_Исходные данные_.
======
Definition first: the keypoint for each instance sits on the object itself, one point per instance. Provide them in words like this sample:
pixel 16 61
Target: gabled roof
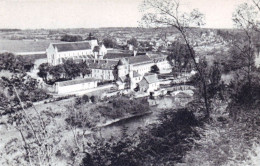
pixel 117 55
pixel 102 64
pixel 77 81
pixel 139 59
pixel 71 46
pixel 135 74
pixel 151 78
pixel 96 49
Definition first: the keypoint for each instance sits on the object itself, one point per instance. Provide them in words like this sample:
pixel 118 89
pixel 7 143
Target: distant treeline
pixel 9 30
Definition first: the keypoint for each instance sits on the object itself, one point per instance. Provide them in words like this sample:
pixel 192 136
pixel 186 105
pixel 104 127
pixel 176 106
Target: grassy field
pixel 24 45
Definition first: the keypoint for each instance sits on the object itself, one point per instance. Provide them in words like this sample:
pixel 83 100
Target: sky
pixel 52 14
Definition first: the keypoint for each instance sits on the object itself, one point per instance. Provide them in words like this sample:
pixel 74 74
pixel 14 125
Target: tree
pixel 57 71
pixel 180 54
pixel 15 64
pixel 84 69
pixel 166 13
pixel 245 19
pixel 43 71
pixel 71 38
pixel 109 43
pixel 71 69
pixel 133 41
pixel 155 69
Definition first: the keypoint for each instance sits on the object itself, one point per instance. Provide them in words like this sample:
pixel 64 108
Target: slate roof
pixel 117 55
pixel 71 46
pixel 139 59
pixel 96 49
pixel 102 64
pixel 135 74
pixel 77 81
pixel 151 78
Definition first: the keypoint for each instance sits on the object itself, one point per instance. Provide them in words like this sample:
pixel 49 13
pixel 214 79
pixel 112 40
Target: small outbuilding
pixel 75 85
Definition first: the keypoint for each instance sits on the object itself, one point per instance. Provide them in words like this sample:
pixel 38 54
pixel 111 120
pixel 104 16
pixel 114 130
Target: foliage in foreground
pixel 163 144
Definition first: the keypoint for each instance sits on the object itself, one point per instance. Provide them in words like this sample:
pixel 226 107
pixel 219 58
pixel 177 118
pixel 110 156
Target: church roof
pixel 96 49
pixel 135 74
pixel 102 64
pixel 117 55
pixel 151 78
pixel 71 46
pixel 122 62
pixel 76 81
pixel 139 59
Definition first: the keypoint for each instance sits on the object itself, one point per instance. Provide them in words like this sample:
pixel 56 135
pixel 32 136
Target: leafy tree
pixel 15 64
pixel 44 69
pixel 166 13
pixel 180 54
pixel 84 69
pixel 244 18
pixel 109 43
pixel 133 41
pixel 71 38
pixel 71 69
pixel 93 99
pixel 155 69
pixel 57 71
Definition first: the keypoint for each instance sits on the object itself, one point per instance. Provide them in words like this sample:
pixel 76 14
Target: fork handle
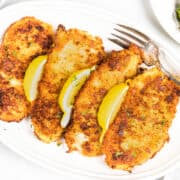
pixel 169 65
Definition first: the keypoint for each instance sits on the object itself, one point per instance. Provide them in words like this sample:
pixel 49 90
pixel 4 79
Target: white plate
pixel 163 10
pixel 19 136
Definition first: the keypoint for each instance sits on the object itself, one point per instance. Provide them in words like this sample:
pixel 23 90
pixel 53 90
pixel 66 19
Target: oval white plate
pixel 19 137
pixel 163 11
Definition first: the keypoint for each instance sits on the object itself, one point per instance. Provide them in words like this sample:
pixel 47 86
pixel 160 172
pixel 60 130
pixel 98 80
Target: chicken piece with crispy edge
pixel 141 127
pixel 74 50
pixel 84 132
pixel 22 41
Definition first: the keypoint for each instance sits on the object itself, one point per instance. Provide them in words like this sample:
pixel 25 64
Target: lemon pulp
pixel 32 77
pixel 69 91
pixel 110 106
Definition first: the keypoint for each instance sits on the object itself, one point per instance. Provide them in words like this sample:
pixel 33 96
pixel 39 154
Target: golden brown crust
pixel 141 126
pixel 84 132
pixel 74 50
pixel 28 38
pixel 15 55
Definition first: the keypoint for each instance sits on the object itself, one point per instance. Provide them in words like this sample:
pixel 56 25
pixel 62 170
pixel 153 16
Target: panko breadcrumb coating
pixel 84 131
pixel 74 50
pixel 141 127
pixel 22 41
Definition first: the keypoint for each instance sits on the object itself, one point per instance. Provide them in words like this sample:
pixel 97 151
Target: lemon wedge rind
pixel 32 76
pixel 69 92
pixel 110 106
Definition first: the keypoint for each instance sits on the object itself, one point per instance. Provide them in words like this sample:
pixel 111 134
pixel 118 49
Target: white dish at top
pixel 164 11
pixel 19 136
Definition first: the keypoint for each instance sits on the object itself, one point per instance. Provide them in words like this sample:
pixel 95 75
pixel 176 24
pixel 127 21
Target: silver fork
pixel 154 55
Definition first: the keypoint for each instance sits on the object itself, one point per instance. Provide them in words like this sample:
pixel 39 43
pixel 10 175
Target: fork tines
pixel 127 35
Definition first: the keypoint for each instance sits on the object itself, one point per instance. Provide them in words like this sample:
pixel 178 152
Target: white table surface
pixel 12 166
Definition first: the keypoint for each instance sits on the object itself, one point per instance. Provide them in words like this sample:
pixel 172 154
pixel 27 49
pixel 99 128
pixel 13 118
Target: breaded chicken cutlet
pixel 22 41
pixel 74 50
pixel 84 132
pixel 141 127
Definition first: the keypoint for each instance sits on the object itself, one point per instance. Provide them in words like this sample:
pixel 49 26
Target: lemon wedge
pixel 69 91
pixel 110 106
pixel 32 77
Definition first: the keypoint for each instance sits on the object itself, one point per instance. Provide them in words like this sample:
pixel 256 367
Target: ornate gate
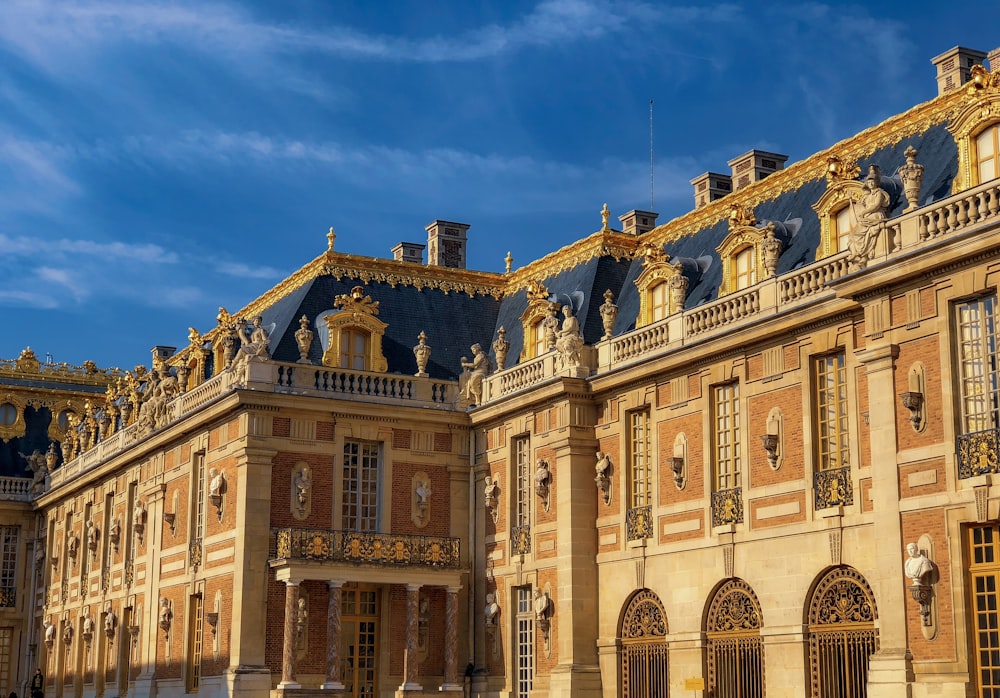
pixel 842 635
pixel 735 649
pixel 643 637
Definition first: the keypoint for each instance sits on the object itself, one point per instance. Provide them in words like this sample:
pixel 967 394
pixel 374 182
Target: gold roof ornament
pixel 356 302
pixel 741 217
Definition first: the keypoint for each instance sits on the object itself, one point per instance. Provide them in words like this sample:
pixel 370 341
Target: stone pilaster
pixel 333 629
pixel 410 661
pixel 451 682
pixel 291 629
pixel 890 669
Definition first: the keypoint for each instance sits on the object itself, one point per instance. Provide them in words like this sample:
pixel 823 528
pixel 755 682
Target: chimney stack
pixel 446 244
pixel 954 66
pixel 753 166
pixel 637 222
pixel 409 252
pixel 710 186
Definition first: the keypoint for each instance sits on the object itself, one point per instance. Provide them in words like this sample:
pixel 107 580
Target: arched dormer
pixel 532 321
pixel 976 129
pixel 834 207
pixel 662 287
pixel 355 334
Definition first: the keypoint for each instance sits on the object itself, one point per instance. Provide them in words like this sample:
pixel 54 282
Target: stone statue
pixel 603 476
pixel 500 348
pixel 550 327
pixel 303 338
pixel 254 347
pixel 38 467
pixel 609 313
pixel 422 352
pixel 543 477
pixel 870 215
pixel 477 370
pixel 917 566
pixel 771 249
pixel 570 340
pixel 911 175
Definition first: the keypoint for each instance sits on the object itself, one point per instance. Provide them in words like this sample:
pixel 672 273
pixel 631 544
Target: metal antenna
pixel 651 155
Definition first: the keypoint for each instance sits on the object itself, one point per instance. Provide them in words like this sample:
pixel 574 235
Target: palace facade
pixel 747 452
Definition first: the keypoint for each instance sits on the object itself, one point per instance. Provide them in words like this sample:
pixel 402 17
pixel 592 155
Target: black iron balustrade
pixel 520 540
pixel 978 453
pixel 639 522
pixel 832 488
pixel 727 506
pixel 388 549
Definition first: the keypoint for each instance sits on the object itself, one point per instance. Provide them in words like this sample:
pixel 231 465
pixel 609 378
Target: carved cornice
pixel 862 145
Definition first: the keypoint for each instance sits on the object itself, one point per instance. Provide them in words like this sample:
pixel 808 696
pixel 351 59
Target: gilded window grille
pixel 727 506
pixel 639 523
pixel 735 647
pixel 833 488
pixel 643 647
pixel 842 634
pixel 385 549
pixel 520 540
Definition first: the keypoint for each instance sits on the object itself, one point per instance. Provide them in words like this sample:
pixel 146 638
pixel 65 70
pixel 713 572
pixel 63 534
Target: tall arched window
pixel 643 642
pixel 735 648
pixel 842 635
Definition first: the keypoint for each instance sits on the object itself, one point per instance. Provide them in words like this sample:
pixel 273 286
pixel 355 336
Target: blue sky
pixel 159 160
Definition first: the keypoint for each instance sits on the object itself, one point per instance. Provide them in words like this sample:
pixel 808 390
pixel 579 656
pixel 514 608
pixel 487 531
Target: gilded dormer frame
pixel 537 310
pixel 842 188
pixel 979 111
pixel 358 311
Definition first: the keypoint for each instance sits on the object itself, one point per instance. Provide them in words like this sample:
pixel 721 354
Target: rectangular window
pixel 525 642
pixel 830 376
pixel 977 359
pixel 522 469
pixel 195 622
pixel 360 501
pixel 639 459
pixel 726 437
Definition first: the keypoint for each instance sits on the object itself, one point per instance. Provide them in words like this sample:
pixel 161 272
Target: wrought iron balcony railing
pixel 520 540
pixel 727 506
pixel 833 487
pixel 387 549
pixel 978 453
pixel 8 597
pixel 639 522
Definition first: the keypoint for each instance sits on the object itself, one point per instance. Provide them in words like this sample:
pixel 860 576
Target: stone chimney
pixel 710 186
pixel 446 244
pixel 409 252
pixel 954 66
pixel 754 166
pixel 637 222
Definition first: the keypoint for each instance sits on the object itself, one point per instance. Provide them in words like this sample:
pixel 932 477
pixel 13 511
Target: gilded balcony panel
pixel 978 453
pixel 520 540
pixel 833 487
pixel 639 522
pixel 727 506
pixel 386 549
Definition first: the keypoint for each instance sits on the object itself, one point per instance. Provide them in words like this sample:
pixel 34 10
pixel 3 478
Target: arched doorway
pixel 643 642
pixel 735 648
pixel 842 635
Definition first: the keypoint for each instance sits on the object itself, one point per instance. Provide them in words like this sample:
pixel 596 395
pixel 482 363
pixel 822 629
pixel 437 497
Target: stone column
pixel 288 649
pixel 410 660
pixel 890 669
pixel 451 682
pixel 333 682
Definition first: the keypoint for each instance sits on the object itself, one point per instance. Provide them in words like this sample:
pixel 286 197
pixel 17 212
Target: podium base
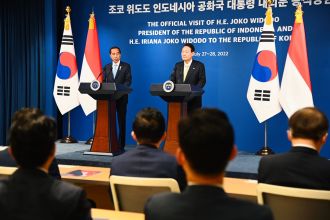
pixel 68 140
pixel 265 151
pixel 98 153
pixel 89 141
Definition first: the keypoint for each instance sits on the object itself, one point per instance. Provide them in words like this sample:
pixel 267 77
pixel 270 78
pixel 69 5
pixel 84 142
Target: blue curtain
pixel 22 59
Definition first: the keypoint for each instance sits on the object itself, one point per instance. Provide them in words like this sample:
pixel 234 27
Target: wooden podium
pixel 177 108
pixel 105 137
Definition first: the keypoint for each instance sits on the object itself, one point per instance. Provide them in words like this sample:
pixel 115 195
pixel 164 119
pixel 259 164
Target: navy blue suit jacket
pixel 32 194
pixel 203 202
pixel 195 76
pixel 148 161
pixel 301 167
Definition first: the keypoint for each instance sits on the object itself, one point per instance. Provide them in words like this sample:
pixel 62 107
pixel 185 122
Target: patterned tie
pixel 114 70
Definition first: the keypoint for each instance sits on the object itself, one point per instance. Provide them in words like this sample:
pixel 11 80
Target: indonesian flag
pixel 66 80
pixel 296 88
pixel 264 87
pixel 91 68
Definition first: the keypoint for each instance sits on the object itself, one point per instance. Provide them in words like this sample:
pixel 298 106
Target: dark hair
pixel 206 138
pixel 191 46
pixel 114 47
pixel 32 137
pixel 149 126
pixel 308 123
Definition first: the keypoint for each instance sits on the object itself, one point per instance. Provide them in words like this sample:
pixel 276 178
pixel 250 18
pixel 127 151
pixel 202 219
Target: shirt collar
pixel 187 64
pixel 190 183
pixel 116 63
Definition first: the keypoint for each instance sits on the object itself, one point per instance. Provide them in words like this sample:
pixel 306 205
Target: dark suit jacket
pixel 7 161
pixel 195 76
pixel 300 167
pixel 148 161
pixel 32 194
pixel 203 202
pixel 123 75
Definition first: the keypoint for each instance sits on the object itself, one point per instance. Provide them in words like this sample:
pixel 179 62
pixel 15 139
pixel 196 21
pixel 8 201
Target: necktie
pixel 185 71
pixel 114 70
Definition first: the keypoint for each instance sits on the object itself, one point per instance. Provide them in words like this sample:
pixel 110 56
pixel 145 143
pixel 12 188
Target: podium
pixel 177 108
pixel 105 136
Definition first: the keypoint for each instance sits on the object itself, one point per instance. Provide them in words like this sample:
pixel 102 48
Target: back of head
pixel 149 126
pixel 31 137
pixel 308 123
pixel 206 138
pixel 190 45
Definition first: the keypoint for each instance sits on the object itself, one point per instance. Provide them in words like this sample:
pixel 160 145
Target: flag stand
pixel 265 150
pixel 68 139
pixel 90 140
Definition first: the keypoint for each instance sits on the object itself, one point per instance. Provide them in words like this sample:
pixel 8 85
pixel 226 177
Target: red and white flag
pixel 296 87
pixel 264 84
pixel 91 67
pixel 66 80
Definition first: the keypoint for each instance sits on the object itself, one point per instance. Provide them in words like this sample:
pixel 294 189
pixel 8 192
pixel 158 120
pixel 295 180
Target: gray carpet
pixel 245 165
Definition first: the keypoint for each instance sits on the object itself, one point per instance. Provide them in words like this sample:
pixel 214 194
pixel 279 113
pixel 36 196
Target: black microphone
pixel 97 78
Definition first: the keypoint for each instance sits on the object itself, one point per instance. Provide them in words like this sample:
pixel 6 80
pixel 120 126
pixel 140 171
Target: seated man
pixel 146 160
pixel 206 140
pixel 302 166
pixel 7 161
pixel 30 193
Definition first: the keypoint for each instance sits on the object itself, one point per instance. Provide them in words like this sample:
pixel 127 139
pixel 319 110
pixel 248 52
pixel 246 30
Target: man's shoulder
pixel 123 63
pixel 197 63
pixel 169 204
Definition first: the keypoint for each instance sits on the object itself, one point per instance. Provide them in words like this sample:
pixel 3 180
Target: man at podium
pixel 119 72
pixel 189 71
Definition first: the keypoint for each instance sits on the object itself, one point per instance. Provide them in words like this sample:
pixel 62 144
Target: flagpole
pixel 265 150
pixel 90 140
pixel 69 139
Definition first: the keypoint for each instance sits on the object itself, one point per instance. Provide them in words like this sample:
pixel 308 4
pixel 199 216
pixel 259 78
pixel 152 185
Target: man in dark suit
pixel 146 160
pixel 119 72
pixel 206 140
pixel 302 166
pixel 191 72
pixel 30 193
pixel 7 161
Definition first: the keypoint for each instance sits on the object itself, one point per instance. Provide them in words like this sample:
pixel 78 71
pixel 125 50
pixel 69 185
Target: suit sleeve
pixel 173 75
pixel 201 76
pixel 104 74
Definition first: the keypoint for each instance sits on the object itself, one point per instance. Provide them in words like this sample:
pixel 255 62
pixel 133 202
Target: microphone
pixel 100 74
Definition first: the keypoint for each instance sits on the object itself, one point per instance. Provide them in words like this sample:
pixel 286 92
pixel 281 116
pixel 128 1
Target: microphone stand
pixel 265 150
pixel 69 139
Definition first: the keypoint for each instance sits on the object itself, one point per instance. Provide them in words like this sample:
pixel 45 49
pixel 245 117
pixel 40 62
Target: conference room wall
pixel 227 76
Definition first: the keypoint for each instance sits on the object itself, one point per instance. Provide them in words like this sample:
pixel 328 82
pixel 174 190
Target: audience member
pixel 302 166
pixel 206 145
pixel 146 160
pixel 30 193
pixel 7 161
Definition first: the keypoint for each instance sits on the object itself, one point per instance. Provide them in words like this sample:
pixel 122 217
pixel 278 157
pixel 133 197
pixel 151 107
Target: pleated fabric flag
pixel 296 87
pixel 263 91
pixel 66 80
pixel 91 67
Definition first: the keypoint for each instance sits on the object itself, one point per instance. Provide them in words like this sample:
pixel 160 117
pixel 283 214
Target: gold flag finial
======
_Что требуется_.
Посчитайте, сколько строк в записях содержат слово «dormer». Ответьте одним числом.

_Итоговый ответ_.
2